<<<<
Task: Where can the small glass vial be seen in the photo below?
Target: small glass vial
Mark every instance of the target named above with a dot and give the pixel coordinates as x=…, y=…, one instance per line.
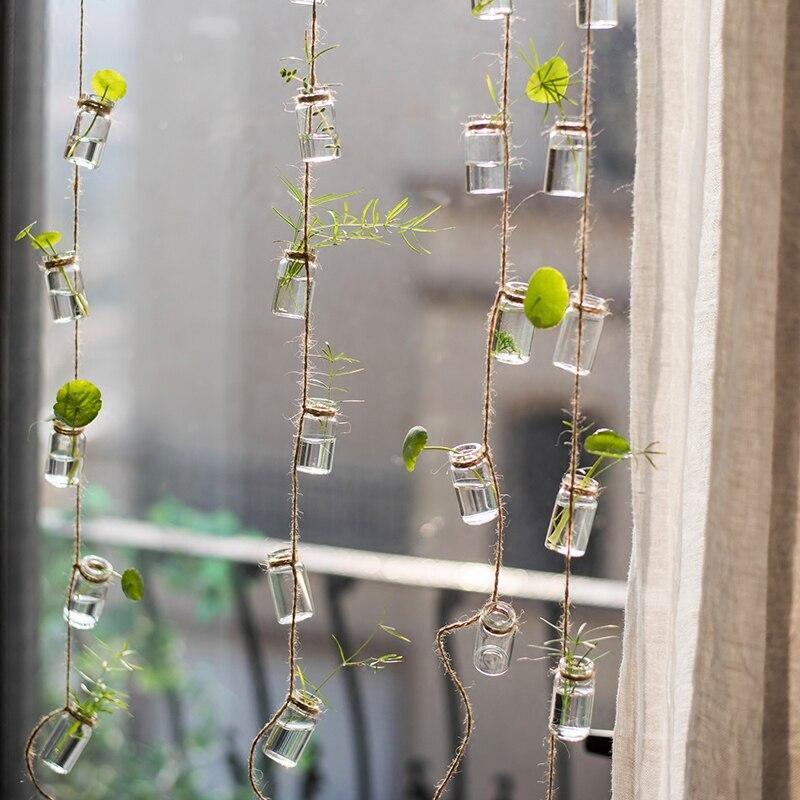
x=473, y=483
x=565, y=172
x=484, y=144
x=65, y=456
x=492, y=9
x=318, y=437
x=281, y=584
x=586, y=492
x=287, y=737
x=88, y=593
x=573, y=698
x=68, y=740
x=513, y=332
x=565, y=356
x=604, y=14
x=316, y=125
x=64, y=282
x=290, y=287
x=87, y=141
x=494, y=639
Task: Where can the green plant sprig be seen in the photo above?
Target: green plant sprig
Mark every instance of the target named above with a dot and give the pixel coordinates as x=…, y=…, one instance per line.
x=355, y=660
x=339, y=365
x=343, y=225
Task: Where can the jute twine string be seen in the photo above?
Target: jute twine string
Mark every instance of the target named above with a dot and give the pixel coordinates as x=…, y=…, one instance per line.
x=76, y=550
x=447, y=630
x=294, y=511
x=575, y=406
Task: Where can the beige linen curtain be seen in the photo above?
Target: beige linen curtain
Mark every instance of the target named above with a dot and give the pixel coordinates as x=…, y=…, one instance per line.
x=709, y=695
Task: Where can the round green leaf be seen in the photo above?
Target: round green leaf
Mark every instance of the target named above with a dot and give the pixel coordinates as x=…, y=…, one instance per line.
x=132, y=585
x=607, y=443
x=547, y=298
x=414, y=443
x=77, y=403
x=108, y=83
x=549, y=83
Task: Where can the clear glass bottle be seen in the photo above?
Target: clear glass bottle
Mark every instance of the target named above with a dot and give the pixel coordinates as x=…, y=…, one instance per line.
x=494, y=639
x=605, y=14
x=573, y=698
x=87, y=140
x=565, y=356
x=88, y=594
x=68, y=740
x=318, y=436
x=565, y=172
x=492, y=9
x=513, y=332
x=584, y=507
x=473, y=483
x=65, y=291
x=316, y=125
x=65, y=456
x=287, y=737
x=281, y=584
x=290, y=285
x=484, y=145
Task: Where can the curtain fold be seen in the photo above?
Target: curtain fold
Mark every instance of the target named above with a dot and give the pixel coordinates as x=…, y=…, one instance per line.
x=709, y=695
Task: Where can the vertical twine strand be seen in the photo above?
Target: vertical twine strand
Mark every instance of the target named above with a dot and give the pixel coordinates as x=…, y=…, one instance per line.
x=575, y=407
x=447, y=630
x=294, y=513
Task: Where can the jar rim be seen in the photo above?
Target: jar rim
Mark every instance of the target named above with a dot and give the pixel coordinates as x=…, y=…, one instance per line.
x=592, y=304
x=59, y=261
x=581, y=669
x=467, y=455
x=95, y=569
x=499, y=618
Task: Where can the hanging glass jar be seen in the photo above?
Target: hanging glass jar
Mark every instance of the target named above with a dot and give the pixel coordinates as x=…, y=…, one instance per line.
x=513, y=332
x=318, y=436
x=565, y=172
x=64, y=464
x=494, y=639
x=565, y=356
x=87, y=141
x=290, y=288
x=585, y=492
x=484, y=146
x=472, y=480
x=68, y=740
x=573, y=698
x=605, y=14
x=492, y=9
x=87, y=597
x=286, y=738
x=64, y=282
x=316, y=125
x=281, y=584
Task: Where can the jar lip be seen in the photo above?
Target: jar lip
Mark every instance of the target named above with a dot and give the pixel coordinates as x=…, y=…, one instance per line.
x=515, y=291
x=300, y=255
x=581, y=669
x=314, y=94
x=61, y=260
x=66, y=430
x=499, y=617
x=479, y=122
x=96, y=102
x=586, y=487
x=592, y=304
x=307, y=702
x=95, y=569
x=322, y=407
x=467, y=455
>>>>
* [WHAT YOU NEED TO DO]: For the word "green", how many lines in the records above contain it? Answer with the number and nothing else.

* [RESPONSE FOR THIS EXERCISE]: 4